> _WHAT YOU SHOULD DO_
Write out all the rows below again, swapping each "one marker" for "a single marker" and leaving everything else untouched.

> _THE DATA_
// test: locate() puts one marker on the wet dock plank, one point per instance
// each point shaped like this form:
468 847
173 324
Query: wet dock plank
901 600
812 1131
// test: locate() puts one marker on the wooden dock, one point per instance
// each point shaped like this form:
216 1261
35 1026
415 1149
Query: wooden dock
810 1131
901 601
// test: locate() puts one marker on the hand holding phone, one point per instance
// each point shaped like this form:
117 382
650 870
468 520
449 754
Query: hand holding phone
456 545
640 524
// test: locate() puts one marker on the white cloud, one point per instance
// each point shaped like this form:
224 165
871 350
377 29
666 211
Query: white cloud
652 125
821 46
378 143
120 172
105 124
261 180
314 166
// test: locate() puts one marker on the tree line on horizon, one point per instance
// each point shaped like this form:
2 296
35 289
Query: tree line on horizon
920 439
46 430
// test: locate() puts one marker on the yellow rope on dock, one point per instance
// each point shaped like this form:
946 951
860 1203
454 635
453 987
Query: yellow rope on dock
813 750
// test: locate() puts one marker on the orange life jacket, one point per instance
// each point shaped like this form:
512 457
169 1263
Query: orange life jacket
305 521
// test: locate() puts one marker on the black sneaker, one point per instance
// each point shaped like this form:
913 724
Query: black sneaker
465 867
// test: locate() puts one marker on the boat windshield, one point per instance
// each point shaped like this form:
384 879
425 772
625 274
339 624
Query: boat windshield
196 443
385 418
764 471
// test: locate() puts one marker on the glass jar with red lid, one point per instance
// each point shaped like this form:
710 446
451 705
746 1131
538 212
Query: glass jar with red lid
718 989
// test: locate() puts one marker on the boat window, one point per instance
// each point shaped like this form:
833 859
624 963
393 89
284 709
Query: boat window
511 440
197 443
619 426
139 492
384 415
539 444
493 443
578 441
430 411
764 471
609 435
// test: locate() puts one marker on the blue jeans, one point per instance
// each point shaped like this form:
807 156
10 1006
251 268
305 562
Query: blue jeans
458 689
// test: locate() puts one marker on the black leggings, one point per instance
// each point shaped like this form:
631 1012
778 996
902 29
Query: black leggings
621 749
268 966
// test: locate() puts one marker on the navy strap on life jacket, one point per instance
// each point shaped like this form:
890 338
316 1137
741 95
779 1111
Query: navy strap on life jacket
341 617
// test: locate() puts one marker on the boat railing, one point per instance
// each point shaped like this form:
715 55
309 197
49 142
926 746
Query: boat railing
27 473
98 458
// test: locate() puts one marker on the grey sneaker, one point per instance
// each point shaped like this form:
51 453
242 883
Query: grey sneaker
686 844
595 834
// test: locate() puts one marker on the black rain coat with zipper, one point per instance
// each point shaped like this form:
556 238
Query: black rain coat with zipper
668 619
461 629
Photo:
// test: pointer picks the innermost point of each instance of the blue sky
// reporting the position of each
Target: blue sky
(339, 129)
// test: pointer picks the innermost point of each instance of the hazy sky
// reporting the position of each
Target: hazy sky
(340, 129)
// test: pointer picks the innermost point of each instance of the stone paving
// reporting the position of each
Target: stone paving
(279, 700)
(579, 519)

> _TASK RESPONSE_
// test: locate() puts a single marker on the wet dock plank, one point per instance
// each point shaped like this form:
468 847
173 324
Query: wet dock plank
901 600
812 1131
// test: locate() puts a single marker on the wooden dock, one point per instance
// each point shaped like this form:
216 1261
35 1026
415 1149
Query: wooden dock
810 1131
901 601
// test: locate() puts a single marker on the hand holding phone, one point per instance
// each point shaped like this form:
117 382
650 870
468 520
449 754
Query: hand holding phone
456 545
640 524
// test: locate() puts a single marker on the white cloud, one point per instance
// each point shaped like this form:
224 165
871 350
377 29
666 211
Query: white cloud
652 125
821 46
378 143
120 172
105 124
261 180
314 166
// test: locate() puts a single marker on the tree line on horizon, one point per instance
// each point shaped like this form:
2 296
35 289
Query: tree line on horizon
920 439
46 430
// test: locate() puts a single marker on the yellow rope on dock, one point per instance
// each point shaped like this form:
946 951
860 1203
454 635
453 987
Query: yellow rope on dock
813 750
// test: locate() puts a single marker on the orange life jacket, one point per instance
// each point shaped like this form:
512 457
169 1263
Query: orange life jacket
305 521
// test: locate() puts a single marker on the black sneaker, one point per instance
// each point shaped like this form:
913 724
Query: black sneaker
465 867
// test: locate() puts a single marker on the boat windshield, one point per instance
// each point shaped like this form:
384 879
425 772
625 274
339 624
Query: boat windshield
196 443
385 418
764 471
// test: locate() puts a single marker on the glass jar with red lid, one point per instance
// each point shaped like this form:
710 446
451 705
746 1131
538 212
Query: glass jar with red lid
718 989
// test: locate() puts a single marker on the boat window, one point per instance
// each point shaped like this form:
833 859
624 963
393 89
284 709
Query: boat window
511 440
197 443
619 426
139 492
384 415
539 444
493 443
578 441
430 411
764 471
609 435
// test: locate() puts a single marker on the blue jeans, one point per instance
// each point shaped like this form:
807 156
10 1006
251 268
305 562
Query: blue jeans
458 689
// test: locate() puts a single marker on the black leggings, one point per instance
// each point shaped like this form:
631 1012
778 996
902 29
Query: black leggings
621 749
268 966
// test: locate() puts a single marker on the navy strap on life jacket, one point per instance
// each point shaped like this form:
890 338
316 1137
741 95
779 1111
Query: navy strap on life jacket
341 617
// test: locate() puts a single marker on the boat railing, one point per instance
// each point shaped like this form:
715 55
309 197
49 142
926 746
Query: boat railing
27 473
98 458
// test: locate() puts a single marker on the grey sneaker, one point per instance
// each point shaped like this form:
51 453
242 883
Query: grey sneaker
686 844
595 834
// test: locate() puts a single marker on the black rain coat with zipper, one point per instance
// each point shaped like this form:
556 238
Query: black rain coat with zipper
668 619
461 629
Photo:
// test: pointer picks the innermost point of each instance of the blue sky
// reporting the position of each
Target: blue sky
(339, 129)
// test: pointer picks the innermost point of each instance of the hazy sky
// reporting the position of each
Target: hazy sky
(340, 129)
// test: pointer picks the innermost point of each instance of the stone paving
// reporting the position of each
Target: stone paving
(279, 700)
(579, 519)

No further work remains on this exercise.